● **YOUR TASK**: Make an exact copy of all the data.
++++++
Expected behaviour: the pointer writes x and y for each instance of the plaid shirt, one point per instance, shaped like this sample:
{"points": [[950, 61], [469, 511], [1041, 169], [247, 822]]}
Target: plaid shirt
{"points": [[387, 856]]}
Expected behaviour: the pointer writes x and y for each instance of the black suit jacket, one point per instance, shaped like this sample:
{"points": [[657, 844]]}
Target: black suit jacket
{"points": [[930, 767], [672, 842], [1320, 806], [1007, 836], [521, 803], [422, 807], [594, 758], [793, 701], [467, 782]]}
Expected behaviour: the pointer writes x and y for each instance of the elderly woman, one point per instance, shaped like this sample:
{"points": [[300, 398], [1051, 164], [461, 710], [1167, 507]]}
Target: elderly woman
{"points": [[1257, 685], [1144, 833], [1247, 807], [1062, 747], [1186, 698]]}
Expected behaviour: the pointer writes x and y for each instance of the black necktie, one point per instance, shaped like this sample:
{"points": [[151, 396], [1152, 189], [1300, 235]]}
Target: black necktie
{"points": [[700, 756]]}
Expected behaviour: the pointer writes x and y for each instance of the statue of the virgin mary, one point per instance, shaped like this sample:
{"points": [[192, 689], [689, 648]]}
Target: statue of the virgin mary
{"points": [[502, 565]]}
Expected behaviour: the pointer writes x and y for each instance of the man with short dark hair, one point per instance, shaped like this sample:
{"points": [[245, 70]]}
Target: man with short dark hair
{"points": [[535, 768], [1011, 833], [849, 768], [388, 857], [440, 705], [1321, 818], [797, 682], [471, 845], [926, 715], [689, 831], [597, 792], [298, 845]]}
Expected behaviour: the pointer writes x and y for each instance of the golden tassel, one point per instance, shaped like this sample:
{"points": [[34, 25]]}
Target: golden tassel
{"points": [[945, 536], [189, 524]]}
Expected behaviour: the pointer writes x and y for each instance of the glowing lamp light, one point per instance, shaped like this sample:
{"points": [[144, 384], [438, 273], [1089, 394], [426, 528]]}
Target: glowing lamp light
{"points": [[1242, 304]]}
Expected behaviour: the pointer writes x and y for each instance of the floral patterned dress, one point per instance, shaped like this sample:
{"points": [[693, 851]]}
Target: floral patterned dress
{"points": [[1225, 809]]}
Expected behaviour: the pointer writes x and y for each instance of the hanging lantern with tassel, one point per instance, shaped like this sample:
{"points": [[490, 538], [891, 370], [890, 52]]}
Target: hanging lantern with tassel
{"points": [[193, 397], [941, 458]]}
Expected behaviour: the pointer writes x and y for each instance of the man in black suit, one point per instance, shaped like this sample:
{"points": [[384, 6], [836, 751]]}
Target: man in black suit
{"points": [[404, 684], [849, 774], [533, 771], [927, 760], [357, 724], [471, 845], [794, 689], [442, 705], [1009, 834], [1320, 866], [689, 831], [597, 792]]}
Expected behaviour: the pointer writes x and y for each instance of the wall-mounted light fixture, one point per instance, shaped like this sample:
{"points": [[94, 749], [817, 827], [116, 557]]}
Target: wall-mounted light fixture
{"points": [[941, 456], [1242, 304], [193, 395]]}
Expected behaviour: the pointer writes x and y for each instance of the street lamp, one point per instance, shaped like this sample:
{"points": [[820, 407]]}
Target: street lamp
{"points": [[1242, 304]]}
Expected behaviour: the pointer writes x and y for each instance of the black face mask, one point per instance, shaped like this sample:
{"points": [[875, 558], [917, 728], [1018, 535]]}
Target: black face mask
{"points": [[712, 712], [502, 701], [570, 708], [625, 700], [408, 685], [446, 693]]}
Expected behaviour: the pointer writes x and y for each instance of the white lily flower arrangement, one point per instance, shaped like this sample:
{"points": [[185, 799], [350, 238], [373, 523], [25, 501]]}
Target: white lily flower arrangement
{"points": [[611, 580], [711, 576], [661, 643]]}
++++++
● **COMPLETED TASK**:
Expected behaviour: the pointer writes x and y for each instance of the plaid shirt, one point per instance, shaped like this sample:
{"points": [[950, 61], [469, 511], [1041, 169], [247, 822]]}
Target: plaid shirt
{"points": [[387, 856]]}
Expected behaviour: the pointer writes x and y for each instance of the black suit jacket, one point per instance, shaped like this sample:
{"points": [[657, 844]]}
Target: black suit jacket
{"points": [[930, 767], [672, 842], [1320, 806], [1007, 836], [521, 803], [422, 807], [594, 758], [793, 701], [467, 782]]}
Expected behaviour: the pointer writes x and y for each instance of the elderly woman, one point per instance, shaped like this sample:
{"points": [[300, 398], [1051, 164], [461, 710], [1167, 507]]}
Target: elderly woman
{"points": [[1257, 685], [1144, 833], [1247, 807], [1062, 747], [1186, 698]]}
Expected behaviour: the pointer writes x and y for each instance of the black necktie, one point per instance, shaped like this sample:
{"points": [[151, 396], [1152, 189], [1300, 235]]}
Target: black necktie
{"points": [[700, 756]]}
Expected behaviour: the pointer writes x and y for each instance of the statue of the virgin mary, one point per instance, shaped like this sample:
{"points": [[192, 689], [689, 648]]}
Target: statue of the virgin mary
{"points": [[502, 565]]}
Expected behaviour: the pointer writes x and y for each instance of the man with short dark hair, one point per instance, shaped like this sample:
{"points": [[245, 70]]}
Target: man with short dark hair
{"points": [[535, 768], [1011, 833], [849, 768], [388, 857], [440, 705], [1321, 818], [797, 682], [471, 845], [926, 715], [689, 831], [597, 792], [298, 845]]}
Expected behaviour: the pointer writes x and y for each instance of the golden tassel, one point per instance, shaped like this sample:
{"points": [[34, 25]]}
Target: golden tassel
{"points": [[945, 536], [189, 524]]}
Expected behaviour: the pointer writes x and y for each instance of the glowing lamp light, one point per instance, shaped like this sample:
{"points": [[144, 384], [438, 273], [1089, 394], [426, 528]]}
Target: glowing lamp light
{"points": [[1242, 304]]}
Expected behaviour: the pointer writes x and y for each instance of the floral patterned dress, one point per instance, shaped like this sample:
{"points": [[693, 851]]}
Target: floral patterned dress
{"points": [[1225, 809]]}
Expected behaviour: the pointer writes x and y for each instance of the hanging lantern with tassel, one point per instance, shaped like this sample:
{"points": [[490, 538], [891, 370], [890, 52]]}
Target: hanging lantern with tassel
{"points": [[193, 397], [941, 458]]}
Expected behaviour: the pointer writes x and y for each instance of the man in black suit, one point per instance, shaped like this sample:
{"points": [[384, 6], [836, 751]]}
Target: man in black suit
{"points": [[404, 684], [849, 774], [533, 771], [927, 760], [357, 724], [471, 845], [794, 689], [442, 705], [1009, 834], [1320, 866], [689, 831], [597, 792]]}
Expected behaviour: the pointer writes x and y for each instance of the wall-mounted light fixture, one point per instance, shaped like this sample:
{"points": [[94, 749], [817, 827], [116, 557]]}
Target: wall-mounted light fixture
{"points": [[941, 456], [1242, 304], [193, 395]]}
Expected behaviour: the pointer writes x and y for each instance of the street lamp, one point per instance, shaped like this sample:
{"points": [[820, 407]]}
Target: street lamp
{"points": [[1242, 304]]}
Expected behaviour: the pointer writes x and y for each instance of the black face mask, one point per instance, shaped like this sample:
{"points": [[875, 558], [917, 728], [1018, 535]]}
Target: black face mask
{"points": [[712, 712], [502, 701], [570, 708], [625, 700], [408, 685], [446, 693]]}
Expected behaviour: the pointer writes x and y for each instance of the white lily flower arrangement, one point per instance, shaped like this sample:
{"points": [[185, 799], [350, 238], [373, 523], [25, 501]]}
Target: white lily flower arrangement
{"points": [[611, 580], [711, 576], [661, 643]]}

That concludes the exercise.